> Raw data:
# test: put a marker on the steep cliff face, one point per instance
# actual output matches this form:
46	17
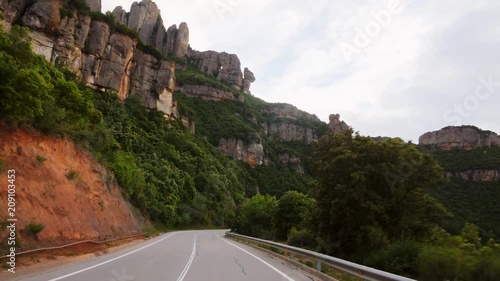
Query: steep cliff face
467	152
283	110
224	67
476	175
206	92
145	18
336	124
252	153
106	58
465	137
291	132
95	5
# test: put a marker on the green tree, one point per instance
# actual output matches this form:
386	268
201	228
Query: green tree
372	192
257	216
292	211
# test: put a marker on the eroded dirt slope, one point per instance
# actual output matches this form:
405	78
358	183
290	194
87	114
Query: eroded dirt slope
64	188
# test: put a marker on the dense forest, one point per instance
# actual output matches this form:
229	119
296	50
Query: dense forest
383	203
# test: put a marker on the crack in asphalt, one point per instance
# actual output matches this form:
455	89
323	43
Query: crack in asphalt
240	265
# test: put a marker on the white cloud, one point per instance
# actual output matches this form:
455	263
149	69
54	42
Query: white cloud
424	61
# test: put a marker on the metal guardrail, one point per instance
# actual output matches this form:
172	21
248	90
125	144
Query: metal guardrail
73	244
361	271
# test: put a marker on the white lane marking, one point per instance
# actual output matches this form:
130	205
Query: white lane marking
108	261
261	260
190	261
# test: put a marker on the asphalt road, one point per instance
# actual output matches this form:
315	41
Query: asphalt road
187	255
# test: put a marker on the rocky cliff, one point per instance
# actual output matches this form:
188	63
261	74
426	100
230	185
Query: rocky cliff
464	137
336	124
252	153
130	53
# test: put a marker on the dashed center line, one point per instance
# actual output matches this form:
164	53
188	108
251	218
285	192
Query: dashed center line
190	261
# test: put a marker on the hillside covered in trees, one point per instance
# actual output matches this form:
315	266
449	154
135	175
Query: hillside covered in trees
267	170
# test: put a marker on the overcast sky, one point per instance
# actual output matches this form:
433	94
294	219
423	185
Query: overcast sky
388	67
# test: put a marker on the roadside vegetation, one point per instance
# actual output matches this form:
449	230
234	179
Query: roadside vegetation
372	206
372	202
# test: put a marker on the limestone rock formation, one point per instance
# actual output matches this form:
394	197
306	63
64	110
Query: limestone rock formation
13	10
464	137
120	15
182	41
336	125
248	79
292	161
145	18
43	15
222	66
283	110
95	5
291	132
154	81
252	153
206	92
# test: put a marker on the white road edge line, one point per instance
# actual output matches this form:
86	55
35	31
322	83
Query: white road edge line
190	261
108	261
261	260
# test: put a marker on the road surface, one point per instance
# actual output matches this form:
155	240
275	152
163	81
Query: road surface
181	256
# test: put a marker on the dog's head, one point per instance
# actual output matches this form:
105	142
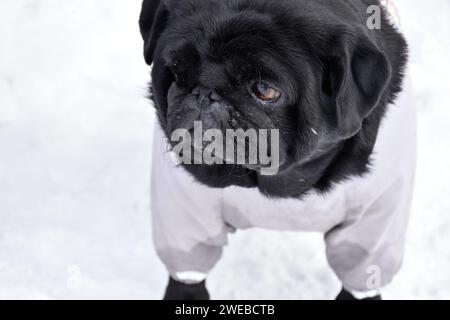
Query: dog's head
295	66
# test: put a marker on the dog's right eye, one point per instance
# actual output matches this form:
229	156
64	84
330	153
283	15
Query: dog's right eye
265	92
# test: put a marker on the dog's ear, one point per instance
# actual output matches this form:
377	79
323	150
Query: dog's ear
152	22
355	77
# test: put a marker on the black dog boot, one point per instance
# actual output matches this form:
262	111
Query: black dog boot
345	295
180	291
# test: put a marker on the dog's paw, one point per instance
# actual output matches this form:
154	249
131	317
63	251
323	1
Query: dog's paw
180	291
345	295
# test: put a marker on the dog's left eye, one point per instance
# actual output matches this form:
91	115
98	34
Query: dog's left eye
265	92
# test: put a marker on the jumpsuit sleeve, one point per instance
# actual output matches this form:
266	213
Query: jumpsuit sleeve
366	250
188	229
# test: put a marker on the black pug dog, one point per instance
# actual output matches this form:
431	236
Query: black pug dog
310	68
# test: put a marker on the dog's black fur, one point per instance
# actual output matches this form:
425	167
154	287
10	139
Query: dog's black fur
337	78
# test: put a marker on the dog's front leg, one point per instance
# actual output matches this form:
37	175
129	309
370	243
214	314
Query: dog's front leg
177	290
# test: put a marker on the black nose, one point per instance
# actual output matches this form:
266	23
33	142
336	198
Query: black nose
203	93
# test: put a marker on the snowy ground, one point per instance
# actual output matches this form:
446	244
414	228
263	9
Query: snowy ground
75	146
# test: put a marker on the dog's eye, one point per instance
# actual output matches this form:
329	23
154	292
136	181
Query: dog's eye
265	92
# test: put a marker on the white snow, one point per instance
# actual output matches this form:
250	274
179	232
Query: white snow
75	149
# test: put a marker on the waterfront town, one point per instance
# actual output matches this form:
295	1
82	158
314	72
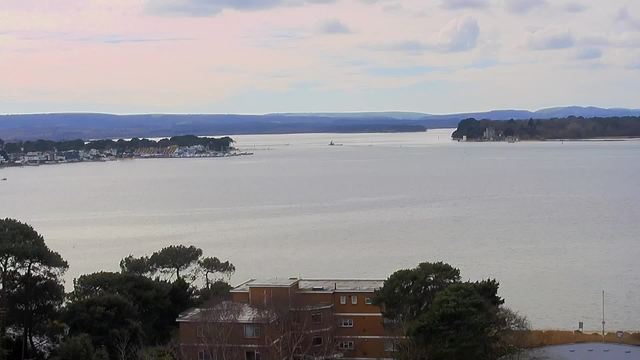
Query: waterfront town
43	152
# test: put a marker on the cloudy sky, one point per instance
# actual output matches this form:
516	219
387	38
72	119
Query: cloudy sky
259	56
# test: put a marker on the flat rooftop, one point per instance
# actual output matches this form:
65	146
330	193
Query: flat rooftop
227	311
332	285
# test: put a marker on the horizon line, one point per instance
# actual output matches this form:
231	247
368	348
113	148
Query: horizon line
312	112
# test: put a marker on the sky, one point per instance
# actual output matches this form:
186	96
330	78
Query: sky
262	56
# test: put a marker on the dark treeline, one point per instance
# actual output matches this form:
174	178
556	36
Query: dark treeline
131	314
125	315
567	128
215	144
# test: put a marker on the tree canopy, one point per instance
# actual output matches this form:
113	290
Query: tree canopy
444	318
215	144
408	293
568	128
31	278
108	315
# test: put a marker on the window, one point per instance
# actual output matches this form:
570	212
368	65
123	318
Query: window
390	323
204	355
346	323
316	341
316	318
252	331
346	345
391	346
252	355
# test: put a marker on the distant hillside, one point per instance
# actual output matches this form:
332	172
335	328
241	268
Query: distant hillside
558	112
100	126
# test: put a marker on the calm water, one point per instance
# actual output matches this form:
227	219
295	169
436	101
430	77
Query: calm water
555	223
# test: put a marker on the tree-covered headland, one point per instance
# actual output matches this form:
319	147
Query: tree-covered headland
567	128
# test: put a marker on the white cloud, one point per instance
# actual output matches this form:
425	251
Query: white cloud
550	40
465	4
334	26
574	7
458	35
588	54
524	6
626	20
200	8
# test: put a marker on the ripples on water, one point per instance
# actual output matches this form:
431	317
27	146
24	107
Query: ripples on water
555	223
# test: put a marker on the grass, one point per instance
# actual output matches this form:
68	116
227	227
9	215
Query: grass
538	338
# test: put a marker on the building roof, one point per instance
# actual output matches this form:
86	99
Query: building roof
227	311
317	285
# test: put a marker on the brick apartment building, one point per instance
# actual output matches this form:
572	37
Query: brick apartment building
283	318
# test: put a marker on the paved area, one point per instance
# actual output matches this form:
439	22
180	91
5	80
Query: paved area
588	351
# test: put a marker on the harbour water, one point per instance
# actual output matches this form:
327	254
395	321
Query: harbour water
556	223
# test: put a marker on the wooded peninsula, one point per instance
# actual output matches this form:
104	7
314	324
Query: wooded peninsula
566	128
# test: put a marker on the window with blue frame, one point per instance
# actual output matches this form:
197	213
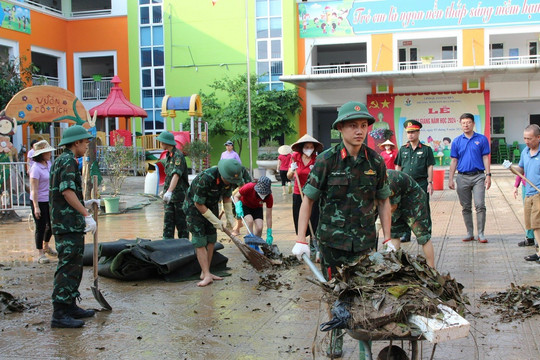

> What you should do: Each record should be given again exactly, with no picture carried over.

> Result:
# test: put a marker on the steep cliff face, one point per instance
# actual output matches this form:
46	17
Query: steep cliff face
467	152
283	110
224	67
476	175
206	92
145	18
336	124
252	153
106	58
465	137
291	132
95	5
# test: put a marker on the green tree, one point per instance
# actual output matches this form:
386	268
201	228
Query: green tree
372	192
257	216
292	211
# test: put a marker on the eroded dirt slope, one point per instance
# actual output matches this form:
405	78
358	183
290	194
87	114
Query: eroded dirt slope
64	188
# test: put a marker on the dense forest, one point per instance
# actual output matches this form:
229	119
296	50
Query: dense forest
383	203
# test: put a marker on the crack in asphalt, one point per instance
# actual output matches this form:
455	89
323	43
Query: crack in asphalt
240	265
# test: put a marker on the white cloud, one point per instance
# actual output matches this form:
455	263
149	69
54	42
Query: white cloud
424	61
# test: put a marker on the metal guardrail, one point per instance
# actual output matches this form:
172	21
248	90
125	144
Query: metal guardrail
73	244
361	271
# test: put a marker on the white lane marking, one point per instance
# actual output matches this form:
130	205
Query: white lane marking
108	261
261	260
190	261
# test: put a marker on the asphalt road, one point per instance
# actual output matches this form:
315	41
Query: asphalt road
187	255
# test: put a marker on the rocky cliff, one point per instance
# actual output matches this form:
188	63
261	74
426	100
230	185
Query: rocky cliff
464	137
336	124
252	153
130	53
# test: put a marker on the dashed center line, one point per instance
# actual output matches this form:
164	53
188	108
251	218
285	192
Query: dashed center line
190	261
# test: put a marker on the hillside covered in trees, one point per instance
# actual output matches this form:
315	266
449	154
135	175
Query: hillside covered in trees
267	170
# test: put a marker on the overcast sky, one point per instance
# actual output matches this form:
433	94
294	219
423	185
Query: overcast sky
388	67
# test: put a marker on the roadside vegetation, one point per instance
# actual output matches this form:
449	230
234	179
Query: roadside vegetation
372	206
372	202
# test: put a marker on the limestone rock formation, one point per instance
# actual output matches this form:
394	197
306	63
64	110
Query: limestone rock formation
13	10
464	137
120	15
182	41
336	125
248	79
292	161
145	18
43	15
222	66
283	110
95	5
291	132
154	81
252	153
206	92
# test: put a marker on the white road edge line, one point per instance
# actual output matches this form:
86	55
35	31
322	83
Query: white road edge line
190	261
108	261
261	260
# test: put a marker on the road surface, one point per instance
# actual output matches this form:
155	240
275	152
163	81
Query: road surface
181	256
# test: put a marker on the dog's head, one point per instance
# actual output matches this form:
105	142
Query: dog's head
295	66
# test: put a marker on the dog's right eye, one point per instance
# actual output matches this form:
229	156
64	84
330	153
283	15
Query: dog's right eye
265	92
# test: put a marker on the dog's ear, one point per instance
# actual output matches this form:
377	79
323	150
Query: dog's ear
152	22
355	77
# test: put a marker on the black dog boot, one point per instance
# actual output matches this form:
262	111
Query: black dog boot
345	295
180	291
# test: put a marker on the dog's paw, one point per instance
# actual output matches this form:
154	249
131	317
63	251
323	1
Query: dog's paw
180	291
345	295
# test: put a marker on the dog's left eye, one point per instance
# actual output matches this form:
91	115
98	34
Query: dog's left eye
265	92
# test: put a marker on the jumpsuit sleeve, one point per instance
# actual output matches this form:
266	213
Query: jumpsuit sleeve
366	250
188	229
# test: put a marker on the black pug dog, one point per instance
# actual output matches this form:
431	236
Query: black pug dog
310	68
# test: put a marker on the dog's black fur, one point per instance
# actual output matches this form:
425	167
154	287
10	139
Query: dog's black fur
337	78
# test: put a marker on the dog's front leg, one point per instance
# actual output matches this form:
37	175
129	309
370	243
214	314
Query: dog's front leg
177	290
# test: put a marker on the black nose, one point per instance
# actual output matches this form:
266	23
33	142
336	198
Query: black nose
203	93
# test: put a marker on the snowy ground, one point per instance
# actual output matches this form:
446	244
414	228
263	9
Query: snowy ground
75	146
# test: put a marker on the dog's eye, one point per instance
# actual output matches this form:
329	23
154	292
136	181
Query: dog's eye
265	92
# test: put a marker on the white snow, one point per instance
# actual output matches this form:
250	274
179	232
Query: white snow
75	149
# test: put a marker on the waterfront town, one point per instance
# actual output matches this form:
295	1
82	158
314	72
Query: waterfront town
43	152
# test: put a marker on the cloudy sky, one point per instance
# actual output matches this form:
516	219
387	38
72	119
Query: cloudy sky
259	56
# test: put a marker on the flat rooftop, one point per instance
# actual output matches this form:
65	146
330	193
Query: flat rooftop
227	311
332	285
# test: put a marker on the horizon line, one point per instance
# actual output matches this form:
231	247
368	348
113	148
Query: horizon line
312	112
# test: put a marker on the sky, one point per instance
# actual output matches this form:
186	96
330	78
Query: sky
262	56
# test: put a marker on the dark treeline, one point per instance
# actual output matches this form:
174	178
556	36
Query: dark treeline
131	314
125	315
567	128
215	144
# test: put a marker on the tree canopy, one point per instance
# actual output matches this form:
113	290
Query: tree canopy
444	318
215	144
408	293
568	128
31	278
108	315
# test: put a marker on the window, one point per instance
# actual output matches this form:
570	212
368	65
123	318
Query: window
390	323
204	355
346	323
316	341
316	318
252	331
346	345
391	346
252	355
# test: put a marker on the distant hillside, one point per instance
# actual output matches this form:
332	172
335	328
241	268
Query: distant hillside
558	112
100	126
# test: put a marker on the calm water, one point per instance
# actual output matches this form:
227	219
295	169
436	101
430	77
Query: calm water
555	223
# test: put a marker on the tree-covered headland, one point per instance
# actual output matches this form:
319	147
Query: tree-covered headland
567	128
# test: put a marker on the white cloud, one point per instance
# actual output matches this form:
425	251
Query: white cloud
550	40
465	4
334	26
574	7
458	35
588	54
524	6
626	20
200	8
# test: put a marker on the ripples on water, one point per instance
# actual output matches this form:
431	317
27	146
24	107
Query: ripples on water
555	223
# test: put a marker on the grass, one point per instance
# actual output matches this form:
68	116
227	227
9	215
Query: grass
538	338
# test: put a marker on the building roof, one point per instance
# actual output matches this form:
86	99
Query: building roof
227	311
317	285
# test: put a marker on the brick apartment building, one point per instance
# actual output matches this form:
572	37
Query: brick apartment building
283	318
# test: put a marker on the paved area, one point per instance
# actual output matches this form:
439	22
180	91
5	80
Query: paved area
588	351
# test: put a marker on the harbour water, one point per instance
# actual output matches this form:
327	254
395	321
Query: harbour water
556	223
# test: put a marker on the wooded peninsula, one point per instance
# actual output matches this form:
104	7
314	324
Query: wooded peninsula
566	128
# test: put a marker on the window with blue frame, one point per instance
# actual output matches this form:
197	213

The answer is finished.